--- Start WORKING DATA ---

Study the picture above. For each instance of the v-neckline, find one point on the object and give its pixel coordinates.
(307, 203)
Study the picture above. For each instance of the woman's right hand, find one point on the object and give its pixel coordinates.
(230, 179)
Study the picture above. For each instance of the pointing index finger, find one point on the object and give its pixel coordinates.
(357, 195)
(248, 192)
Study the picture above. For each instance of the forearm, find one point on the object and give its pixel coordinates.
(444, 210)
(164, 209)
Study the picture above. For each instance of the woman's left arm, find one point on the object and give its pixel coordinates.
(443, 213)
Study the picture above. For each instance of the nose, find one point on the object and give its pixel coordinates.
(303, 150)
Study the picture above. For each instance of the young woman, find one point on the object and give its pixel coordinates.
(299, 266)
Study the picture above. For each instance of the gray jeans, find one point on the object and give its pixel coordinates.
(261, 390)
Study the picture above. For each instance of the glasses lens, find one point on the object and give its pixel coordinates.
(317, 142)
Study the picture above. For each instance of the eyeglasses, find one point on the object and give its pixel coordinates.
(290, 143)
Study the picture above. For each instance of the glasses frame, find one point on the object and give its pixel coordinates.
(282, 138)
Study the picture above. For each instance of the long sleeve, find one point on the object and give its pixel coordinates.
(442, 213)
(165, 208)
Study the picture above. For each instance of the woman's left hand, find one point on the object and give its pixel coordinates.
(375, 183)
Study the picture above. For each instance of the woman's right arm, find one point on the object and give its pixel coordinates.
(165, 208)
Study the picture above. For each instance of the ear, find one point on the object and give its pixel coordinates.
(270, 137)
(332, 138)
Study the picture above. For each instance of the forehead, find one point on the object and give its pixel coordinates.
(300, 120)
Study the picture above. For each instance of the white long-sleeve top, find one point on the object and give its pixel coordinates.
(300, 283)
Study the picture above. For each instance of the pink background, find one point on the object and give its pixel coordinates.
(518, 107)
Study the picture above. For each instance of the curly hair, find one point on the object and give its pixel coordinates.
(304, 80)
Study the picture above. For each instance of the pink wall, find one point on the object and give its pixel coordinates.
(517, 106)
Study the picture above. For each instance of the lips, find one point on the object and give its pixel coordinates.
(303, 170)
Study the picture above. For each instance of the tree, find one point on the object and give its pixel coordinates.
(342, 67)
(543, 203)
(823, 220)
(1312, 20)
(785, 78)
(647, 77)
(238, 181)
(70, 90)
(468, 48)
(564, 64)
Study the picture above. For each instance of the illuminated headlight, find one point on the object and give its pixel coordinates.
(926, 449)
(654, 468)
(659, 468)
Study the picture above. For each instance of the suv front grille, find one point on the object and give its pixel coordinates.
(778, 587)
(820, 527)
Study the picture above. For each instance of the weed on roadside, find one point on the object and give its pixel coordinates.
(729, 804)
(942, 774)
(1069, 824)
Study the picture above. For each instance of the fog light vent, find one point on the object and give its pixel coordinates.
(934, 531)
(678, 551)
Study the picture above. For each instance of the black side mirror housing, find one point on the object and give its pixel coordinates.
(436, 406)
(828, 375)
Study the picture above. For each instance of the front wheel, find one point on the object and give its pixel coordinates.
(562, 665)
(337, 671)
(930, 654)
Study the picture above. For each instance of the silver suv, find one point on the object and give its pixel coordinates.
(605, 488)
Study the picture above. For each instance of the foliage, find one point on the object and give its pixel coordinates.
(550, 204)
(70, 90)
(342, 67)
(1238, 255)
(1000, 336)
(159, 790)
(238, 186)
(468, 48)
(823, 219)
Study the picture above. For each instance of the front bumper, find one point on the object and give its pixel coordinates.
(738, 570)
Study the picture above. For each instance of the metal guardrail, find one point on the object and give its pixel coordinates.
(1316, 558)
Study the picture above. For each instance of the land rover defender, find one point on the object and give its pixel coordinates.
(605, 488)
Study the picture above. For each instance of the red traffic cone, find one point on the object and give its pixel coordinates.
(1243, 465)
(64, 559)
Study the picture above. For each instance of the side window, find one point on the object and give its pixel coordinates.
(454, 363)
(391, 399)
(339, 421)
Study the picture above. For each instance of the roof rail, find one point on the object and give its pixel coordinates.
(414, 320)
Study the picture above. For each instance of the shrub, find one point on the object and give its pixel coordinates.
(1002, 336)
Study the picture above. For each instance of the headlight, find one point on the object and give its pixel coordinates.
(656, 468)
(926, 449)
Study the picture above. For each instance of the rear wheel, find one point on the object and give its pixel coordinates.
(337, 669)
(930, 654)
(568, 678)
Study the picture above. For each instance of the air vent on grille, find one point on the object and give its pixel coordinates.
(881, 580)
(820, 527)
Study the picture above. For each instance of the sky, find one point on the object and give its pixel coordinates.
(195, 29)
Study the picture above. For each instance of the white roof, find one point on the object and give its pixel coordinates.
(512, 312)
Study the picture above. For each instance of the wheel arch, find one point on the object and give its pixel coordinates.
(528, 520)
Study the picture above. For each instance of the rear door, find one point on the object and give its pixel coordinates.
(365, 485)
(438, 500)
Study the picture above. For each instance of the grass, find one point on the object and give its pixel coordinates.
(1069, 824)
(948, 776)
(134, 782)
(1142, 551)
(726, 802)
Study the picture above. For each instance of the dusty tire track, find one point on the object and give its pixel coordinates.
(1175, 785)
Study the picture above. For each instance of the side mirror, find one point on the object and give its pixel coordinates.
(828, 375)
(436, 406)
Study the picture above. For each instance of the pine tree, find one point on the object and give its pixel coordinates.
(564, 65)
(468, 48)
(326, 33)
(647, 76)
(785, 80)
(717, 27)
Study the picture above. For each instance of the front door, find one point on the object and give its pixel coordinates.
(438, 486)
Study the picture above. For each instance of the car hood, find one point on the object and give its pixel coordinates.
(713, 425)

--- End WORKING DATA ---

§ REQUIRED WORK
Look above for the line containing "Study the picture above. For each instance of the air"; copy from it through the last line, exactly, and nothing more.

§ ANSWER FOR THIS EXERCISE
Study the picture above. For each instance of the air vent on grille, find one point on the object and give its pixel coordinates.
(881, 580)
(820, 527)
Study the picture above. For each instance of the sky, find one point on the object and give its pixel coordinates.
(195, 29)
Study the picture above. For each instance of the white roof, find one point on the object and give its pixel coordinates.
(512, 312)
Study the picture above. For each instance of the wheel arch, find one point on the object and give its pixel coordinates.
(528, 520)
Study the picture above. For each instance of the rear door, find one point on the object and give its pixel coordinates.
(365, 485)
(438, 500)
Study the picture above. For each instance of the grass, find one point on the object and give its pixel coordinates.
(1069, 824)
(948, 776)
(134, 782)
(1142, 551)
(726, 802)
Study the picture above. For each instance of the dusty tire track, find one point on the object and give its pixel coordinates.
(1175, 785)
Study the picture above. For each instance of the side mirror, find one point on the object and give its pixel coordinates.
(828, 375)
(436, 406)
Study the picture above. For each instance of the pine tree, find one point on the object and give its pixel coordinates.
(564, 65)
(468, 48)
(326, 33)
(647, 76)
(785, 80)
(717, 27)
Study the picture above. For each instance of the front door, find one point on the object and give its pixel coordinates.
(438, 486)
Study the picture above. For each instance of the car hood, find one point on the object and give its pixel coordinates.
(713, 425)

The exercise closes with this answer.